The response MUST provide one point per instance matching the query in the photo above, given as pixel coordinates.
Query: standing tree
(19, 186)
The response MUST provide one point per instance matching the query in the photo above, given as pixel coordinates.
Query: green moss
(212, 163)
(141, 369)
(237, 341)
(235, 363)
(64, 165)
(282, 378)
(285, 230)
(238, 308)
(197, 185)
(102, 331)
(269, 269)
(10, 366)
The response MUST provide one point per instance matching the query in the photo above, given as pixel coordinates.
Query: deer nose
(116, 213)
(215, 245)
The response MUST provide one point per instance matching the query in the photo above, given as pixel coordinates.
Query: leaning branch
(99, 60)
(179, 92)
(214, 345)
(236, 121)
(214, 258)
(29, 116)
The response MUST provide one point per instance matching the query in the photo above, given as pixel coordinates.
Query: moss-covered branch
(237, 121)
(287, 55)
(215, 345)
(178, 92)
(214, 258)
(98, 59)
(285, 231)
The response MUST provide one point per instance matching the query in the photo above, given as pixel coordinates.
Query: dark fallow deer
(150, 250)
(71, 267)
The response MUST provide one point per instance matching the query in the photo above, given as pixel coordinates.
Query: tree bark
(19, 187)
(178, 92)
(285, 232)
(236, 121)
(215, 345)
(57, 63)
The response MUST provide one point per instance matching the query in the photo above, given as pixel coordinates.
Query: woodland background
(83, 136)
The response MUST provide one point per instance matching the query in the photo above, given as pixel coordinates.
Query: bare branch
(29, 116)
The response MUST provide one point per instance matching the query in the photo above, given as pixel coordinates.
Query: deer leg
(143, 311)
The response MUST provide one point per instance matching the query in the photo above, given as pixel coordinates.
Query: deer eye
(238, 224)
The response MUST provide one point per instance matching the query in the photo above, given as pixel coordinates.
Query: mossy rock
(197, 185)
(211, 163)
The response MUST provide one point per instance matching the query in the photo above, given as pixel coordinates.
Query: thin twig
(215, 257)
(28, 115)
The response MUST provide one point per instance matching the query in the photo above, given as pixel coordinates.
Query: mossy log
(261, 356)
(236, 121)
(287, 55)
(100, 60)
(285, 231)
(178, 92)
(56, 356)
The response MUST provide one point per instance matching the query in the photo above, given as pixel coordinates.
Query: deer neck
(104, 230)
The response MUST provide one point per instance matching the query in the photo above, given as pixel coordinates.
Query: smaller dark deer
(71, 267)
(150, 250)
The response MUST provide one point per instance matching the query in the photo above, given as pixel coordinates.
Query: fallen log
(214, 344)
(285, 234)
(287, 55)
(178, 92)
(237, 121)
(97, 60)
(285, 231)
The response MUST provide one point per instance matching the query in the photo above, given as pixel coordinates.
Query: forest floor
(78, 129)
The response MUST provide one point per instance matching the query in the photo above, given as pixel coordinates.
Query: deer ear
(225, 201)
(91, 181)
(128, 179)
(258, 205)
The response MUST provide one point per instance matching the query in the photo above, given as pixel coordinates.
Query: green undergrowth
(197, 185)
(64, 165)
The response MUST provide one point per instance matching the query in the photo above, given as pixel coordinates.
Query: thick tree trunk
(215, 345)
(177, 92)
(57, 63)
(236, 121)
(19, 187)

******

Repeat every entry exactly as written above.

The response MUST provide one point per instance matching the query in the photo above, given as pixel coordinates.
Query: standing tree
(19, 186)
The response MUST provide one point per instance matching the query in the photo above, given as pixel coordinates.
Query: green moss
(212, 163)
(141, 369)
(237, 341)
(235, 363)
(64, 165)
(282, 378)
(285, 230)
(238, 308)
(197, 185)
(102, 331)
(269, 269)
(10, 366)
The response MUST provide one point per instance matching the query in the photo above, given as pixel coordinates.
Query: deer nose
(116, 213)
(215, 245)
The response MUST provide one point per instance matching the query in the photo above, given as pixel coordinates.
Query: leaning branch
(99, 60)
(179, 92)
(214, 345)
(236, 121)
(214, 258)
(29, 116)
The response MUST provide one point per instance matching the query in the photo above, given as pixel coordinates.
Query: moss-covered branch
(237, 121)
(287, 55)
(215, 345)
(178, 92)
(214, 258)
(98, 59)
(285, 231)
The response MUST provide one point per instance matching the query in the photo above, given as pixel coordinates.
Query: dark fallow deer
(150, 250)
(71, 267)
The response MUST provide one point per instance matching the query in the photo above, given as pixel coordinates.
Query: tree bark
(19, 187)
(178, 92)
(285, 232)
(236, 121)
(215, 345)
(57, 63)
The response MUST provide one point per instance matching the query in the photo above, given as pixel coordinates.
Query: woodland background
(83, 136)
The response MUST provide one point per instance matching the query in the photo above, given as pixel coordinates.
Query: bare branch
(29, 116)
The response MUST provide one point per instance matching the query in the photo above, given as pixel coordinates.
Query: deer leg
(143, 311)
The response MUST provide one point per instance matching the query in the photo above, given as pixel coordinates.
Query: deer eye
(238, 224)
The response MUST provide one point per instance matching the query in the photo above, given as pixel coordinates.
Query: mossy rock
(197, 185)
(211, 163)
The response MUST provide one point per instance matching the query in the photo above, given as pixel coordinates.
Query: thin twig
(215, 257)
(28, 115)
The response MUST provide one point per instance matching the query in the photo above, given as pixel coordinates.
Query: mossy log
(261, 356)
(236, 121)
(287, 55)
(100, 60)
(285, 231)
(178, 92)
(56, 356)
The response MUST provide one point per instance matching the query in the photo above, given as pixel coordinates.
Query: deer neck
(104, 230)
The response MUST provide one point per instance matching the query in the photo above, given as pixel coordinates.
Query: smaller dark deer
(71, 267)
(150, 250)
The response MUST provide one point per instance matching the query in the photo above, given as pixel coordinates.
Query: fallen log
(214, 344)
(285, 234)
(287, 55)
(178, 92)
(237, 121)
(97, 60)
(285, 231)
The response MUST provide one point per instance matching the query in the photo above, given as pixel coordinates.
Query: forest floor
(78, 129)
The response MUST provide one point per instance matching the query in the photo above, given as pixel coordinates.
Query: deer ear
(225, 201)
(91, 181)
(128, 179)
(258, 205)
The response MUST provide one point per instance matching the query in the photo above, given as pixel coordinates.
Query: green undergrowth
(197, 185)
(64, 165)
The response MUST provide one point per instance matching the query in the photo above, given as pixel coordinates.
Query: thick tree trunk
(215, 345)
(177, 92)
(57, 63)
(236, 121)
(19, 187)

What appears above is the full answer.